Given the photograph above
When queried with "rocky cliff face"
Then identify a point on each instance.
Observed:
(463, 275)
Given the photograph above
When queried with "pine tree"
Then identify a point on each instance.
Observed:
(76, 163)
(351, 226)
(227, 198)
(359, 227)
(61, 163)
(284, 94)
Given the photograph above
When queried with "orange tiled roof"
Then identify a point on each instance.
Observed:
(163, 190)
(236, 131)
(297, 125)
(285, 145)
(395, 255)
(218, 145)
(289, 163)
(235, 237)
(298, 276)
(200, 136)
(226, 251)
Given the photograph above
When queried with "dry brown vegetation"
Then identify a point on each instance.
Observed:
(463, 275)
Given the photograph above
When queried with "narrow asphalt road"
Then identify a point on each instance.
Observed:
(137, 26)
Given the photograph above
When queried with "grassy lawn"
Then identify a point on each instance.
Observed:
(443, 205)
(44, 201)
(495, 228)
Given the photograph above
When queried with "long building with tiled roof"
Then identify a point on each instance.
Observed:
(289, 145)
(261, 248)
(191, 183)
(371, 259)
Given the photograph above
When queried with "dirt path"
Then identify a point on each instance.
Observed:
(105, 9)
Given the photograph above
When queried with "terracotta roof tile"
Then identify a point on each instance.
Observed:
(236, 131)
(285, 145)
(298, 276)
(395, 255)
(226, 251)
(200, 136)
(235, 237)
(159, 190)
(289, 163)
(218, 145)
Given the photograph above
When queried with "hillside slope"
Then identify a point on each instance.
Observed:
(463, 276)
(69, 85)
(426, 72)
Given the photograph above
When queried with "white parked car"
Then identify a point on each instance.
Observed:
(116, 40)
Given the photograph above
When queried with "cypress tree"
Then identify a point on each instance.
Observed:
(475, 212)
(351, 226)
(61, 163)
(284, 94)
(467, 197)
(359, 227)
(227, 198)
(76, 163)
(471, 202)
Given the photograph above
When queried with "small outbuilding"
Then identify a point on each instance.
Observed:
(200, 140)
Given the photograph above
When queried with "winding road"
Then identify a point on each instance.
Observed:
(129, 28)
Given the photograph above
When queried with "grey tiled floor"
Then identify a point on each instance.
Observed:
____
Extract the listing in its entirety and repeat it exactly.

Given the photograph above
When queried with "rocky cliff face"
Then identify a point on each instance.
Observed:
(463, 275)
Given the photograph above
When queried with "pine tree"
Then identify a point on each instance.
Observed:
(76, 163)
(351, 226)
(227, 198)
(359, 227)
(61, 163)
(284, 94)
Given the photograph above
When queried with "orange tiled roof"
Then identify a point on each instance.
Observed:
(163, 190)
(236, 131)
(297, 125)
(285, 145)
(395, 255)
(218, 145)
(289, 163)
(235, 237)
(298, 276)
(200, 136)
(226, 251)
Given the photograph above
When queried with "dry brown vegetation"
Then identify a point on each instance.
Observed:
(463, 275)
Given the photograph above
When queried with "narrow asphalt road"
Then identify a point on each instance.
Observed:
(137, 26)
Given the photograph above
When queried with "grassy lawn"
Then identify a point on each instance.
Observed:
(443, 205)
(44, 201)
(495, 228)
Given the photograph above
When queried with "long building with tiled roof"
Then identify a point on each instance.
Observed:
(289, 145)
(261, 248)
(191, 183)
(371, 259)
Given the photograph above
When queried with "dirt path"
Then identify a point on each instance.
Observed:
(105, 9)
Given the photograph above
When queried with "terracotta roof tile"
Then identify a point on each instance.
Observed:
(236, 131)
(285, 145)
(298, 276)
(395, 255)
(226, 251)
(200, 136)
(235, 237)
(159, 190)
(289, 163)
(218, 145)
Given the photograph above
When queried with "hillside slope"
Then identify a point on each instance.
Observed:
(463, 276)
(69, 85)
(426, 72)
Given the photograph above
When queried with "white parked car"
Then identify a point on each instance.
Observed:
(116, 40)
Given the photograph above
When queried with "cypress tree"
Then identify a point on each instance.
Observed:
(475, 212)
(351, 226)
(61, 163)
(284, 94)
(467, 197)
(359, 227)
(227, 198)
(76, 163)
(471, 202)
Given the photograph above
When queried with "small outbuilding"
Then identify a point on each instance.
Observed:
(200, 140)
Given the photograph above
When queried with "winding road"
Then identify a point on each instance.
Observed:
(129, 28)
Given the photograph above
When queried with "grey tiled floor"
Then identify a point on each instance.
Observed:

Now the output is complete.